What is expected
Make an exact copy of the lines below.

Records supplied
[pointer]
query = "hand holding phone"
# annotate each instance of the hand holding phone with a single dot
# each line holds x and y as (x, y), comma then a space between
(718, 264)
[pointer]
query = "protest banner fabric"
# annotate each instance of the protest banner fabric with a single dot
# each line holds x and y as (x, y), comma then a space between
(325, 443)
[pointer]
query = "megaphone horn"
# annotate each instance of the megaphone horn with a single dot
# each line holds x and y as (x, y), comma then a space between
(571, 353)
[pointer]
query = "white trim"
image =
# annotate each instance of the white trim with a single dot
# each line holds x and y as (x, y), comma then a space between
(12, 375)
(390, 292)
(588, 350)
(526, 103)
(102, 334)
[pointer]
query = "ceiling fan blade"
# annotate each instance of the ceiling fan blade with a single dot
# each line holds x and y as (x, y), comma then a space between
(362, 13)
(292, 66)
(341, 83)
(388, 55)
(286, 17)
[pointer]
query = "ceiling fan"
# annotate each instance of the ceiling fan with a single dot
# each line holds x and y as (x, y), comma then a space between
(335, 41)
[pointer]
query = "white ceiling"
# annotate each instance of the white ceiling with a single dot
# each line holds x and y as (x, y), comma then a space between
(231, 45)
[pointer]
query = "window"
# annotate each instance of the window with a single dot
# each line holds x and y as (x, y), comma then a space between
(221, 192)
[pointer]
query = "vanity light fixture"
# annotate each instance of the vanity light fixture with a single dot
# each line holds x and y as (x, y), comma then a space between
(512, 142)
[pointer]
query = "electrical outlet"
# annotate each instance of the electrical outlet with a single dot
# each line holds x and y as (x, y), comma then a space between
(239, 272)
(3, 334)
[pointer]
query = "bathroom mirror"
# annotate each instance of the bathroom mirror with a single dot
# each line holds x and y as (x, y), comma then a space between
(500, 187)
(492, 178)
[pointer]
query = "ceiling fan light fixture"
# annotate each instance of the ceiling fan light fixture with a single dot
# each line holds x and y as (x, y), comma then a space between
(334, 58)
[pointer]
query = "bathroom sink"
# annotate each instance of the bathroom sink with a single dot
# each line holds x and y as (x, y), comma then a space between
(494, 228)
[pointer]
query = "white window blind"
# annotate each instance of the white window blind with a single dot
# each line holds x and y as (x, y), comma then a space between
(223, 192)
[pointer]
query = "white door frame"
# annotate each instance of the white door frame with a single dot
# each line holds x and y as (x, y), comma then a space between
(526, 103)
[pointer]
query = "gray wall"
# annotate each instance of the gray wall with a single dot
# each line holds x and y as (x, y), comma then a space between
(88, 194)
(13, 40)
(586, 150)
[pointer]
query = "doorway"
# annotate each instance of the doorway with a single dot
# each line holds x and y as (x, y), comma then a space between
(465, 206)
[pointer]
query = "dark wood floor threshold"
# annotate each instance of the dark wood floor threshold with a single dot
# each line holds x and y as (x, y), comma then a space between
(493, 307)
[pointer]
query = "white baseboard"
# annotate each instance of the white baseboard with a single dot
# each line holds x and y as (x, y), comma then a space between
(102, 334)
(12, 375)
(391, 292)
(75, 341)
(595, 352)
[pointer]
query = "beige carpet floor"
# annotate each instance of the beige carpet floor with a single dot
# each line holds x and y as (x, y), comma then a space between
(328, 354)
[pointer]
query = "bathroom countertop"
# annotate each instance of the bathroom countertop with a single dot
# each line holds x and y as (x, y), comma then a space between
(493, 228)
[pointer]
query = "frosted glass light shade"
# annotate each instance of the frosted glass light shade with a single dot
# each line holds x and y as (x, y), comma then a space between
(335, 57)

Solution to this task
[pointer]
query = "hand holding phone"
# annotate each instance of the hand holding phone with a single dot
# each line holds x and y as (x, y), comma then a space between
(718, 264)
[pointer]
query = "protest banner fabric"
# annotate each instance of the protest banner fabric with a single dot
# each line holds x and y as (x, y), comma then a space between
(325, 443)
[pointer]
query = "megaphone horn"
# annotate each instance of the megaphone horn with a single dot
# each line holds x and y as (x, y), comma then a space between
(571, 353)
[pointer]
query = "white trim"
image =
# annotate each instance of the white trim with a single dot
# each line holds x and y as (x, y), comma then a space between
(12, 375)
(390, 292)
(588, 350)
(526, 103)
(102, 334)
[pointer]
query = "ceiling fan blade"
# annotate each instance of the ceiling fan blade with a single dot
# each line holds x and y as (x, y), comma then a space between
(362, 13)
(292, 66)
(341, 83)
(388, 55)
(286, 17)
[pointer]
query = "ceiling fan"
# annotate each instance of the ceiling fan with a single dot
# each line holds x and y as (x, y), comma then a space between
(335, 41)
[pointer]
query = "white ceiling"
# annotate each instance of the white ceiling with a single dot
# each line holds x and y as (x, y), comma then a space between
(231, 45)
[pointer]
query = "window"
# annotate each instance of the window with a single dot
# each line holds x and y as (x, y), comma then a space between
(221, 192)
[pointer]
query = "vanity light fixture"
# annotate each instance of the vanity light fixture with a single dot
# each line holds x and y as (x, y), comma then a space between
(512, 142)
[pointer]
query = "electrical outlet"
# annotate each instance of the electrical outlet with a single dot
# each line holds x and y as (x, y), comma then a space between
(239, 272)
(3, 334)
[pointer]
query = "bathroom mirror"
# annotate each instance of the bathroom mirror with a single dot
# each line holds x and y as (x, y), comma then a space between
(500, 187)
(492, 178)
[pointer]
query = "ceiling fan light fixture"
# annotate each instance of the ceiling fan light fixture with a single dot
# each line holds x and y as (x, y), comma then a space between
(334, 58)
[pointer]
query = "bathroom sink"
# annotate each instance of the bathroom sink with a single dot
# each line holds x and y as (x, y), comma then a space between
(494, 228)
[pointer]
query = "white window blind"
# annotate each instance of the white window blind with a single dot
# each line holds x and y as (x, y), comma then a space between
(223, 192)
[pointer]
query = "white door frame"
# annotate each instance of the white door frame with a single dot
# each line holds x and y as (x, y), comma then a space between
(526, 103)
[pointer]
query = "gray wall"
# annotate each instance of the gray wall with a single dot
# each line holds x and y as (x, y), comma then a space between
(88, 194)
(13, 40)
(586, 150)
[pointer]
query = "doorway"
# annotate each instance of the doorway with a single dot
# each line holds x and y as (x, y), comma then a space between
(465, 206)
[pointer]
query = "dark wood floor threshold"
# annotate each instance of the dark wood floor threshold with a single dot
# each line holds x and y as (x, y), comma then a space between
(493, 307)
[pointer]
query = "white baseboard"
# annotate each instance of the white baseboard with a single dot
# each line holds x and y as (x, y), comma then a space between
(102, 334)
(12, 375)
(391, 292)
(75, 341)
(595, 352)
[pointer]
query = "beige carpet floor"
# annotate each instance of the beige carpet floor with a single dot
# each line holds x and y as (x, y), comma then a space between
(328, 354)
[pointer]
query = "bathroom countertop"
# annotate each instance of the bathroom countertop with a single dot
# each line holds x and y as (x, y), comma then a space between
(493, 228)
[pointer]
query = "frosted glass light shade"
# annotate each instance of the frosted glass light shade with a single dot
# each line holds x and y as (x, y), comma then a space between
(335, 57)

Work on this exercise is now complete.